## Direction
Begin with the line holding "Practice. Spot the pool" and write out each following line to the end of the data, exactly. Pictures are left out.

## Material for the task
▶

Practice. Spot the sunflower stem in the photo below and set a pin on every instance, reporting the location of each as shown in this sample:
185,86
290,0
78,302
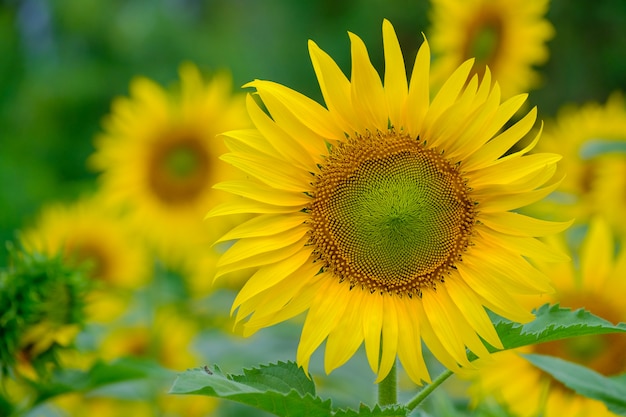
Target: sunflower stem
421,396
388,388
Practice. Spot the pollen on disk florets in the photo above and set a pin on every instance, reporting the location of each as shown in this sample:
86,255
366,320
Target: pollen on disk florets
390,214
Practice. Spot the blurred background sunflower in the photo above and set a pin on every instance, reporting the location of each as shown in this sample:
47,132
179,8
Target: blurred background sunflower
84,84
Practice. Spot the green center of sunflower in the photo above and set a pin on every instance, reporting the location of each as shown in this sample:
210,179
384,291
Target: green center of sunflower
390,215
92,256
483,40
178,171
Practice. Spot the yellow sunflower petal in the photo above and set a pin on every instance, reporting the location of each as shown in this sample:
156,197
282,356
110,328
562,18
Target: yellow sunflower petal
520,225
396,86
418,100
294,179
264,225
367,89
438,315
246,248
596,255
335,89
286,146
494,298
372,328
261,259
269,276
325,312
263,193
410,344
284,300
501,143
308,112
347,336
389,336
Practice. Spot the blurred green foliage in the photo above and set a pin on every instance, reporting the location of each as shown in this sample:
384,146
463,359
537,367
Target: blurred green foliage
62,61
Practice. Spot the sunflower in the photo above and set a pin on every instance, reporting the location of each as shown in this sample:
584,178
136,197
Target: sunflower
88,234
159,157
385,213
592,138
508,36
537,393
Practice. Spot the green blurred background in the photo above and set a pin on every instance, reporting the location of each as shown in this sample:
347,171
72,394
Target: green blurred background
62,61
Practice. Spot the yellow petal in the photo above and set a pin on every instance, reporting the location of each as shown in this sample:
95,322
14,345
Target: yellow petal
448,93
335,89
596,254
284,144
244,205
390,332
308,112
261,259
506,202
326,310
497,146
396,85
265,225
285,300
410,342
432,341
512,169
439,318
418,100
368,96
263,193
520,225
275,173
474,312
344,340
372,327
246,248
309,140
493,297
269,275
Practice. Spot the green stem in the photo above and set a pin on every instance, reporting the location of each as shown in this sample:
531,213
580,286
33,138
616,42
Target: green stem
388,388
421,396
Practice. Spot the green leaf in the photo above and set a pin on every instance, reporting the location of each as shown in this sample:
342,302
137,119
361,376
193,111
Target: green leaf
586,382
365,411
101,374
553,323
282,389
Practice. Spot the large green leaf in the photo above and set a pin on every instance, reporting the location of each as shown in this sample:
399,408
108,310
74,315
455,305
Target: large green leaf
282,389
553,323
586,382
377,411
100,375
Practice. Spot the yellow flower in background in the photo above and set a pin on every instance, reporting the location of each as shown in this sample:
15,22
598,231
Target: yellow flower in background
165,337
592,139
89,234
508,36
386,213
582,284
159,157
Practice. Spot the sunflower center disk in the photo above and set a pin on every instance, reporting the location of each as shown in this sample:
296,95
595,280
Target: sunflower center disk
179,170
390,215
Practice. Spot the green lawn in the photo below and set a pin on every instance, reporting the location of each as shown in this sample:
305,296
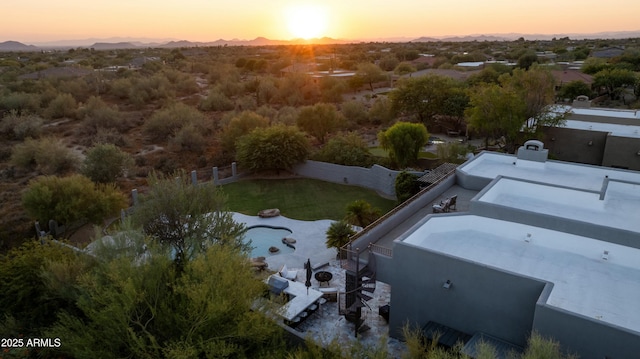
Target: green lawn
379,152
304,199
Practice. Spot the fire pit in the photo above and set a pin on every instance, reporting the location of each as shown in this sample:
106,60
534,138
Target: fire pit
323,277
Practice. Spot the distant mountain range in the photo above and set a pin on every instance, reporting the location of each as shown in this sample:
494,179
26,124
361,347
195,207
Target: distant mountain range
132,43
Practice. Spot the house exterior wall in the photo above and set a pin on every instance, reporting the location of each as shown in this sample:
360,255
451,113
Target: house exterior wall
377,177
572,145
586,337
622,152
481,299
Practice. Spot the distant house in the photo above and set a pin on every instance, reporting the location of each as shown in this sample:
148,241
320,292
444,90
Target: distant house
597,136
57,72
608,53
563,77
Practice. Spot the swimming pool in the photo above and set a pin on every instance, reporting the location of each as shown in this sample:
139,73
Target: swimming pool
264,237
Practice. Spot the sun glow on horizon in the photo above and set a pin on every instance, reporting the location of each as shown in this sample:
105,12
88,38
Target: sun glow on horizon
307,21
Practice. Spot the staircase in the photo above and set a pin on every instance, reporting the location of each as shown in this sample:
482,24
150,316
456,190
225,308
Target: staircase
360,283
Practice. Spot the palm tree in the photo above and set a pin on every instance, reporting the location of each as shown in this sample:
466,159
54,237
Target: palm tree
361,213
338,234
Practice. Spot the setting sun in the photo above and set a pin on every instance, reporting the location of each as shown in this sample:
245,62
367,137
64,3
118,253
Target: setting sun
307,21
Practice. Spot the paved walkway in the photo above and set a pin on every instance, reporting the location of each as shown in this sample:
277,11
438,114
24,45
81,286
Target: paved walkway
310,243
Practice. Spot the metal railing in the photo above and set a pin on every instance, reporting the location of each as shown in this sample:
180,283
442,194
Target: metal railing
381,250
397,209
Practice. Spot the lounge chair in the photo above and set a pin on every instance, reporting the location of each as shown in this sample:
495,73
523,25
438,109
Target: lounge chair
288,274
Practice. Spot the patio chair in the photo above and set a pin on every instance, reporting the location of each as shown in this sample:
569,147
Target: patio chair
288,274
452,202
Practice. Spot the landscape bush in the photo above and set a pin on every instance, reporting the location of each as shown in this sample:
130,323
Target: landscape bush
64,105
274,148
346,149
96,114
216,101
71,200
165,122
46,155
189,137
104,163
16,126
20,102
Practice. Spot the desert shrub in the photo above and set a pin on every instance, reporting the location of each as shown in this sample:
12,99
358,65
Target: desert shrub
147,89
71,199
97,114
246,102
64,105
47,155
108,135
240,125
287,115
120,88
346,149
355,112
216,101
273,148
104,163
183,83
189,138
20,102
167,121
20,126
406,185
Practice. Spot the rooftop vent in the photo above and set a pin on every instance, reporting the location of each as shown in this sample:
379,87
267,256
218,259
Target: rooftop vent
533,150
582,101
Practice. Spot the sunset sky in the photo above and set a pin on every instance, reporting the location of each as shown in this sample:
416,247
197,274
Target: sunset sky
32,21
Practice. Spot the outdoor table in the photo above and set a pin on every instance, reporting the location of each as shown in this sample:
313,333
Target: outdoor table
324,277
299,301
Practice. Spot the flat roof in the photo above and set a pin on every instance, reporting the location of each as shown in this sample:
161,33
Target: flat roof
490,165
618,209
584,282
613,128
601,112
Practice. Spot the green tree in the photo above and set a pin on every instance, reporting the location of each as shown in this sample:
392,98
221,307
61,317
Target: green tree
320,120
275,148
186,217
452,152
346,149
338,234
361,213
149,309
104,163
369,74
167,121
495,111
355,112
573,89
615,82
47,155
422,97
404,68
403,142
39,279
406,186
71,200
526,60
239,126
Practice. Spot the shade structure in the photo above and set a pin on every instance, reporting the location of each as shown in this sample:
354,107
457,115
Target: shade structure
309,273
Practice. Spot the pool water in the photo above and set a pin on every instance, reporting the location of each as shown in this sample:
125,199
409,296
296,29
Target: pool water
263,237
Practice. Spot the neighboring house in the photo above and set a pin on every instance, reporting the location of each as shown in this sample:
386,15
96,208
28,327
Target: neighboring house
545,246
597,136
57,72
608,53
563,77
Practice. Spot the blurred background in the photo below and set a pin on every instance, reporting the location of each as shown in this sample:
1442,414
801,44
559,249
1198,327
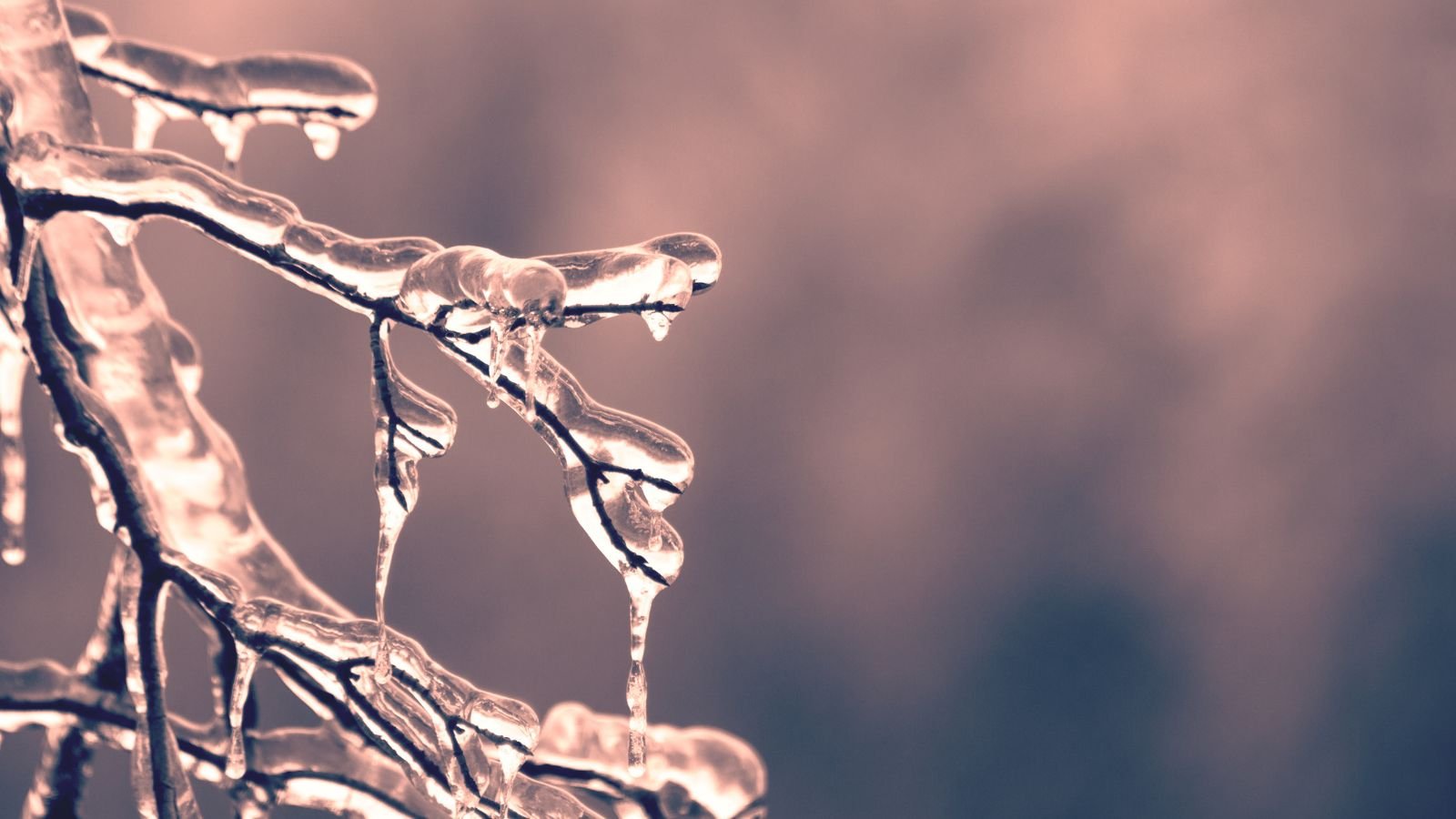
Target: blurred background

◀

## Output below
Practice. Spot the pool water in the photo above and set a pin on every instance, reporting the location of each as shown in this sample:
125,199
409,296
296,29
Target: pool water
263,237
Practice. Spot the neighboring house in the photo above and set a pin on every instance, reporting the location of each as shown in this sample:
386,15
96,208
28,327
Target: neighboring house
545,246
597,136
57,72
608,53
563,77
Practice. Spot the blurred background in the photo below and set a pin on every instance, reporting the location of each as shown in this sample:
1442,414
801,44
559,249
1198,327
Target: blurred background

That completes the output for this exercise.